--- PROVIDED MATERIAL ---

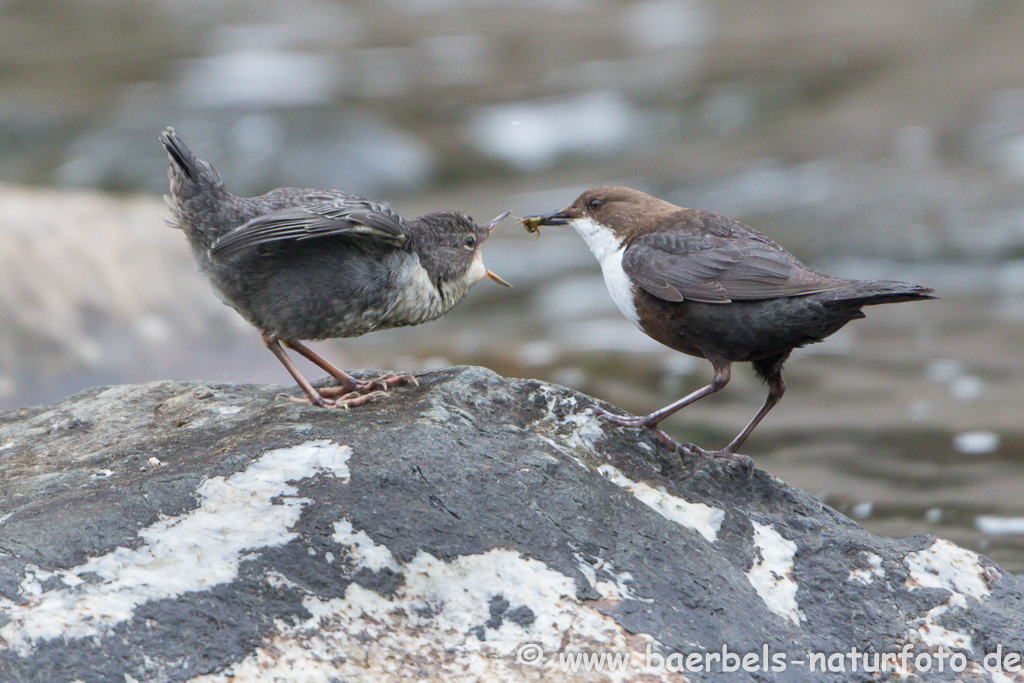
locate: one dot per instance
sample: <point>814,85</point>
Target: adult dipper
<point>308,264</point>
<point>711,287</point>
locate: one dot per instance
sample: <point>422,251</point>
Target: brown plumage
<point>713,288</point>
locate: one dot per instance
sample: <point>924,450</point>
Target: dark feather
<point>317,216</point>
<point>730,265</point>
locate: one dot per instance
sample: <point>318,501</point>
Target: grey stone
<point>194,531</point>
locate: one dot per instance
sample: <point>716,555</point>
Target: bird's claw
<point>744,462</point>
<point>333,399</point>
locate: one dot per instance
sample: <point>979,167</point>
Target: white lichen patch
<point>612,585</point>
<point>771,574</point>
<point>237,515</point>
<point>440,624</point>
<point>867,574</point>
<point>945,565</point>
<point>701,518</point>
<point>579,430</point>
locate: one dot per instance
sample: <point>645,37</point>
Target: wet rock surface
<point>197,531</point>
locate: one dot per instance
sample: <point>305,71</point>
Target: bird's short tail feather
<point>870,292</point>
<point>186,165</point>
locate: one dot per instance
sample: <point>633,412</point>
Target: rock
<point>470,528</point>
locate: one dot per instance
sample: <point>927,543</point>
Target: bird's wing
<point>718,268</point>
<point>317,216</point>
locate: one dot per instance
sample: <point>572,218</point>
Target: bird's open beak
<point>532,223</point>
<point>492,224</point>
<point>496,278</point>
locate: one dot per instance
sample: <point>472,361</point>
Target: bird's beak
<point>532,223</point>
<point>496,278</point>
<point>491,225</point>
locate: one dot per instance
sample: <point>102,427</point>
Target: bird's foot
<point>744,462</point>
<point>635,422</point>
<point>347,400</point>
<point>380,384</point>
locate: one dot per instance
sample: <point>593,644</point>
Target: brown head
<point>608,216</point>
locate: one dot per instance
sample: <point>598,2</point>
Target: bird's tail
<point>187,171</point>
<point>870,292</point>
<point>196,188</point>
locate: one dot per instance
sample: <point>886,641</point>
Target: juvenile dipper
<point>303,264</point>
<point>711,287</point>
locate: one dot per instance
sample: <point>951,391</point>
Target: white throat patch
<point>604,244</point>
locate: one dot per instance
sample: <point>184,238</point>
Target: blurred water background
<point>879,138</point>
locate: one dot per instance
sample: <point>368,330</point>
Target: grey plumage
<point>308,264</point>
<point>713,288</point>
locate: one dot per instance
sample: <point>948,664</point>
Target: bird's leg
<point>723,373</point>
<point>271,342</point>
<point>776,387</point>
<point>348,384</point>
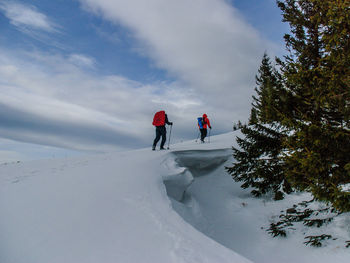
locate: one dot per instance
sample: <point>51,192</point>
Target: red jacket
<point>206,122</point>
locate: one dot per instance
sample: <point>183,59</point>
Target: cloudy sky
<point>88,75</point>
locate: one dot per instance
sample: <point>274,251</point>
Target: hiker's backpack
<point>159,118</point>
<point>200,122</point>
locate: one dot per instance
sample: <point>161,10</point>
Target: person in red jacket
<point>204,126</point>
<point>159,121</point>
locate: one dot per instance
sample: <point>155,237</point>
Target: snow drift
<point>143,206</point>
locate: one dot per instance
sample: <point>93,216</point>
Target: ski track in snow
<point>143,206</point>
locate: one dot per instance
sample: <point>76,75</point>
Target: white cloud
<point>26,16</point>
<point>204,43</point>
<point>46,99</point>
<point>82,60</point>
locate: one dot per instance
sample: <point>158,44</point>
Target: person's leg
<point>158,134</point>
<point>163,133</point>
<point>202,135</point>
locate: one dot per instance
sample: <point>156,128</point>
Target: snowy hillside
<point>143,206</point>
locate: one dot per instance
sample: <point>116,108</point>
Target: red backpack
<point>159,118</point>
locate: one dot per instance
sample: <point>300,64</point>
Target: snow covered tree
<point>259,164</point>
<point>316,79</point>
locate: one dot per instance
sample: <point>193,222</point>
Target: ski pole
<point>171,126</point>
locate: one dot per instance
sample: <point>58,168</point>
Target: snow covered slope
<point>101,209</point>
<point>144,206</point>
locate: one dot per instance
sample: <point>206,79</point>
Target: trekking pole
<point>171,126</point>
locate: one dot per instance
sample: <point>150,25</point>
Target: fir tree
<point>258,160</point>
<point>316,81</point>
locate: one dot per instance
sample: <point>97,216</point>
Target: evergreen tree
<point>317,87</point>
<point>259,164</point>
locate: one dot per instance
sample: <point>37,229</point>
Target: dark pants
<point>203,134</point>
<point>160,132</point>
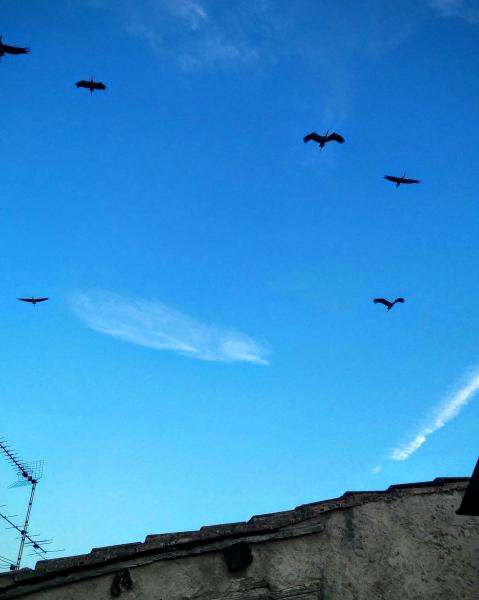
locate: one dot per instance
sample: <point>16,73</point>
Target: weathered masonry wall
<point>405,543</point>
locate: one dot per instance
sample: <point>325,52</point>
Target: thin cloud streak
<point>447,411</point>
<point>155,325</point>
<point>463,9</point>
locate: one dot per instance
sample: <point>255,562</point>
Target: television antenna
<point>28,473</point>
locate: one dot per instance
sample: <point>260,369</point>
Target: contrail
<point>445,412</point>
<point>156,325</point>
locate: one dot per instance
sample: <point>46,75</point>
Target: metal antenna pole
<point>25,525</point>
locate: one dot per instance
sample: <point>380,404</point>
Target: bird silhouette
<point>91,85</point>
<point>386,303</point>
<point>6,49</point>
<point>33,300</point>
<point>322,140</point>
<point>399,180</point>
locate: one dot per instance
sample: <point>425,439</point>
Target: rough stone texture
<point>406,542</point>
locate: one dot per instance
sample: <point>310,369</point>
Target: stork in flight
<point>91,85</point>
<point>6,49</point>
<point>322,140</point>
<point>33,300</point>
<point>399,180</point>
<point>386,303</point>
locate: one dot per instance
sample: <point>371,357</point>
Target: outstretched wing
<point>335,137</point>
<point>382,301</point>
<point>392,178</point>
<point>14,49</point>
<point>313,136</point>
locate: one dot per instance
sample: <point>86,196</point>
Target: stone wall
<point>407,544</point>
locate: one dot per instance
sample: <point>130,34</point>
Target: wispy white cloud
<point>449,409</point>
<point>156,325</point>
<point>463,9</point>
<point>194,34</point>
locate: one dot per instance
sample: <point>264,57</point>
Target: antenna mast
<point>28,474</point>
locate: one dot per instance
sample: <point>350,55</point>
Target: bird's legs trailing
<point>323,143</point>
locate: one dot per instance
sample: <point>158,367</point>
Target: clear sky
<point>210,349</point>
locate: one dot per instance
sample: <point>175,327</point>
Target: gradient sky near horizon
<point>210,350</point>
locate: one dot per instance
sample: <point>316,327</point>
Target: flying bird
<point>386,303</point>
<point>322,140</point>
<point>6,49</point>
<point>399,180</point>
<point>33,300</point>
<point>91,85</point>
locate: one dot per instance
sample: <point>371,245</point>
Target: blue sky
<point>210,350</point>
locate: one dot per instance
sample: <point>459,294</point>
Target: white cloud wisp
<point>155,325</point>
<point>446,411</point>
<point>462,9</point>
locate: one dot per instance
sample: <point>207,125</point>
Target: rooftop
<point>211,538</point>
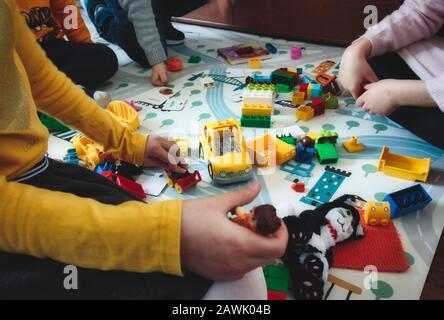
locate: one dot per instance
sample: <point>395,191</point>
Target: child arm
<point>56,95</point>
<point>62,11</point>
<point>141,15</point>
<point>415,20</point>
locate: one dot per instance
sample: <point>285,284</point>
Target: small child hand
<point>163,153</point>
<point>355,72</point>
<point>380,97</point>
<point>159,74</point>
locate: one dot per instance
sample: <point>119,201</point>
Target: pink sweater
<point>411,30</point>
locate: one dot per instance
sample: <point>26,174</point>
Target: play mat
<point>190,105</point>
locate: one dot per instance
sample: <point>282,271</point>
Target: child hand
<point>163,153</point>
<point>159,74</point>
<point>355,72</point>
<point>380,97</point>
<point>219,249</point>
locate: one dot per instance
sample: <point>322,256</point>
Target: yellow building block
<point>253,109</point>
<point>298,98</point>
<point>304,113</point>
<point>353,145</point>
<point>268,151</point>
<point>255,63</point>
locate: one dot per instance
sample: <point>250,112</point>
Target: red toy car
<point>131,186</point>
<point>182,182</point>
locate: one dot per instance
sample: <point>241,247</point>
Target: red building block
<point>318,104</point>
<point>298,187</point>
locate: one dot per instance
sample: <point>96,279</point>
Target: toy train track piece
<point>326,186</point>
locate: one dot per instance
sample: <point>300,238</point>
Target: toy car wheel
<point>178,188</point>
<point>201,156</point>
<point>210,170</point>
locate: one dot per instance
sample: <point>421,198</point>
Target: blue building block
<point>105,167</point>
<point>304,155</point>
<point>407,200</point>
<point>271,48</point>
<point>326,186</point>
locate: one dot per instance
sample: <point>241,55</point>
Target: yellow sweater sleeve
<point>79,34</point>
<point>132,236</point>
<point>56,95</point>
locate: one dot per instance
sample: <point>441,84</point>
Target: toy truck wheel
<point>210,170</point>
<point>178,188</point>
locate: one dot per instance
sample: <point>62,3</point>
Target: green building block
<point>326,153</point>
<point>52,124</point>
<point>331,101</point>
<point>282,88</point>
<point>256,122</point>
<point>273,271</point>
<point>276,284</point>
<point>194,59</point>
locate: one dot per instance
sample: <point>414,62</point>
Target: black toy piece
<point>312,235</point>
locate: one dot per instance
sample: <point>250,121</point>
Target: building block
<point>326,153</point>
<point>296,52</point>
<point>325,188</point>
<point>403,167</point>
<point>318,105</point>
<point>207,82</point>
<point>331,101</point>
<point>377,213</point>
<point>194,59</point>
<point>407,200</point>
<point>255,63</point>
<point>298,98</point>
<point>256,122</point>
<point>271,48</point>
<point>298,187</point>
<point>304,113</point>
<point>268,151</point>
<point>252,109</point>
<point>174,64</point>
<point>304,154</point>
<point>353,145</point>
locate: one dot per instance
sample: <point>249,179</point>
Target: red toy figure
<point>261,219</point>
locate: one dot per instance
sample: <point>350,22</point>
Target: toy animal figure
<point>312,235</point>
<point>262,219</point>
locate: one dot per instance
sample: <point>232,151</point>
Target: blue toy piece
<point>326,186</point>
<point>407,200</point>
<point>299,169</point>
<point>304,154</point>
<point>271,48</point>
<point>71,157</point>
<point>107,166</point>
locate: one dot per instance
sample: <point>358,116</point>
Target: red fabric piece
<point>380,247</point>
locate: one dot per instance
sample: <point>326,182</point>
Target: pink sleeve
<point>415,20</point>
<point>435,86</point>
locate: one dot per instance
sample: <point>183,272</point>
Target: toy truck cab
<point>181,182</point>
<point>222,144</point>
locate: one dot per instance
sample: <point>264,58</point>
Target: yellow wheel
<point>178,188</point>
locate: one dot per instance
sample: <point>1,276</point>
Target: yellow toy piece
<point>125,113</point>
<point>255,63</point>
<point>304,113</point>
<point>403,167</point>
<point>269,151</point>
<point>88,151</point>
<point>254,109</point>
<point>353,145</point>
<point>298,98</point>
<point>377,213</point>
<point>223,146</point>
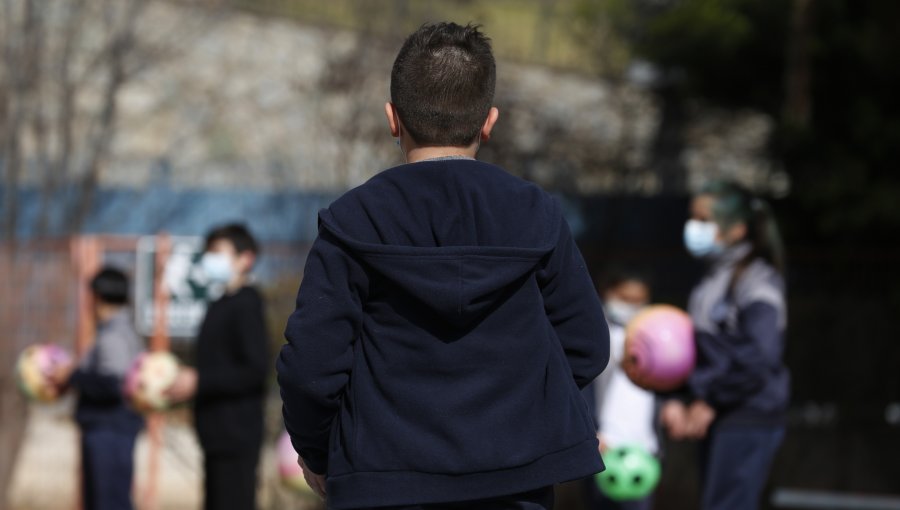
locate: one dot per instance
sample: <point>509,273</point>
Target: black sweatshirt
<point>444,325</point>
<point>232,366</point>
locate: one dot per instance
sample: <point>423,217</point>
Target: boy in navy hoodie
<point>446,319</point>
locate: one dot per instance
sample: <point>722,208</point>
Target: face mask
<point>700,238</point>
<point>619,311</point>
<point>217,267</point>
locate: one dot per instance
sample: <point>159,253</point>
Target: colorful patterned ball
<point>35,366</point>
<point>150,375</point>
<point>631,473</point>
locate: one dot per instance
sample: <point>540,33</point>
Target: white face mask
<point>620,312</point>
<point>217,267</point>
<point>700,238</point>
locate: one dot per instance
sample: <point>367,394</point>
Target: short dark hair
<point>110,285</point>
<point>442,84</point>
<point>239,236</point>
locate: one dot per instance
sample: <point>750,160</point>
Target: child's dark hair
<point>442,84</point>
<point>733,204</point>
<point>239,236</point>
<point>110,285</point>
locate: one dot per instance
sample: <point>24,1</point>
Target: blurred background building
<point>122,118</point>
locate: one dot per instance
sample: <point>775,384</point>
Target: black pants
<point>229,481</point>
<point>107,463</point>
<point>539,499</point>
<point>735,464</point>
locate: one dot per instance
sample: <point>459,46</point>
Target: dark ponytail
<point>733,204</point>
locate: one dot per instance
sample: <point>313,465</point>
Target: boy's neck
<point>417,154</point>
<point>236,284</point>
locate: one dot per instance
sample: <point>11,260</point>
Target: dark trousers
<point>735,464</point>
<point>229,481</point>
<point>107,461</point>
<point>539,499</point>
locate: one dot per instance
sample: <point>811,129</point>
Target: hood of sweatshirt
<point>454,235</point>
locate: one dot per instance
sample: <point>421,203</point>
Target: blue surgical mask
<point>700,238</point>
<point>217,267</point>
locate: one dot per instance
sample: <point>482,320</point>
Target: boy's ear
<point>393,120</point>
<point>493,115</point>
<point>246,259</point>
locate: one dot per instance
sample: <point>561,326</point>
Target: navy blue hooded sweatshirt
<point>444,325</point>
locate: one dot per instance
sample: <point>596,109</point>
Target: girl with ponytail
<point>738,393</point>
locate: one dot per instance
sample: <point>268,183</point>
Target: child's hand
<point>674,417</point>
<point>184,386</point>
<point>699,417</point>
<point>315,481</point>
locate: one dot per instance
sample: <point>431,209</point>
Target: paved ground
<point>45,476</point>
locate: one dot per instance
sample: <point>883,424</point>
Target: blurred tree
<point>825,69</point>
<point>62,67</point>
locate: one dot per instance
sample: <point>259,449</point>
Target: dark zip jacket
<point>232,366</point>
<point>99,377</point>
<point>444,325</point>
<point>739,329</point>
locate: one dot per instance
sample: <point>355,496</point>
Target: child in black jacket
<point>233,364</point>
<point>446,319</point>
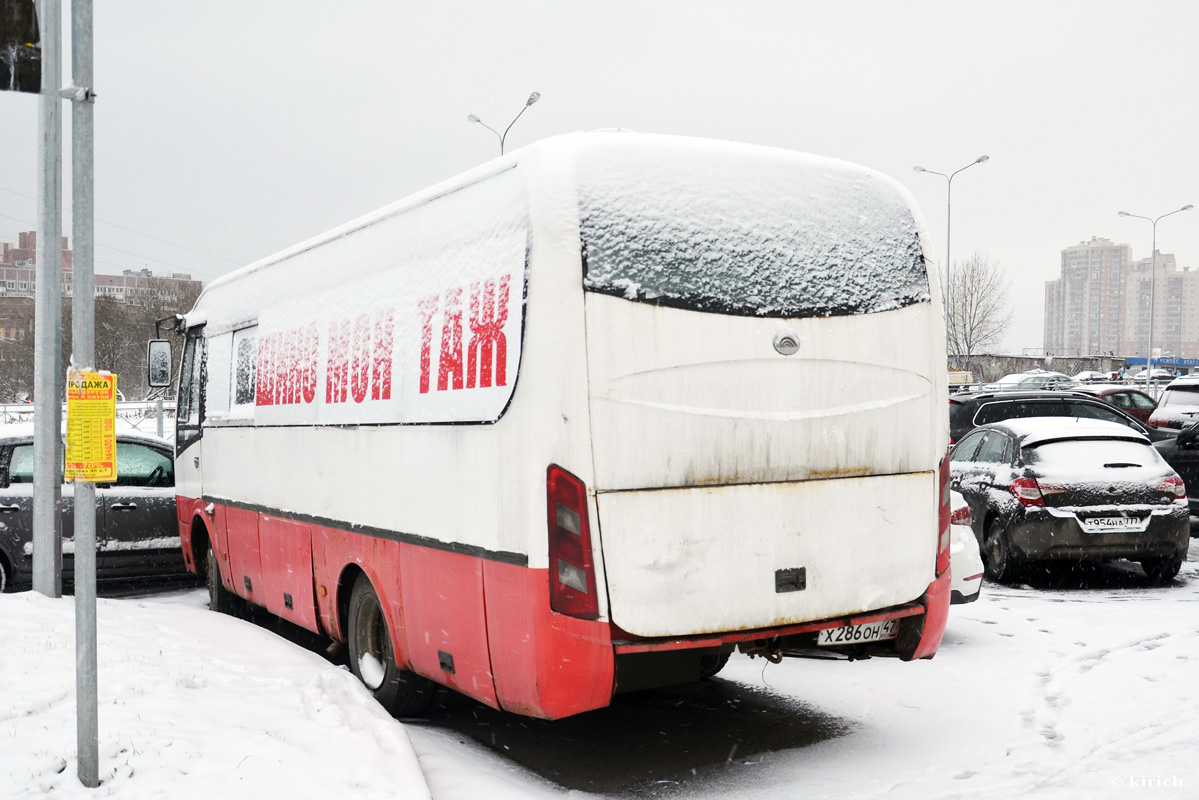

---

• [WHAT IS REQUIRED]
Copy the records above word for word, from their start through the line containing "<point>333,399</point>", and leave the pictures out.

• [SOLUTION FOR THIS TASK]
locate: one dot per instance
sample: <point>814,85</point>
Target: adult dipper
<point>308,264</point>
<point>711,287</point>
locate: one dot per instance
sample: <point>422,251</point>
Target: brown plumage
<point>713,288</point>
locate: one dot per instance
sample: <point>924,450</point>
Target: dark feather
<point>317,216</point>
<point>730,265</point>
locate: one dot per instance
sample: <point>318,501</point>
Target: grey stone
<point>194,531</point>
locate: one dot per instance
sample: <point>716,555</point>
Target: bird's claw
<point>744,462</point>
<point>333,399</point>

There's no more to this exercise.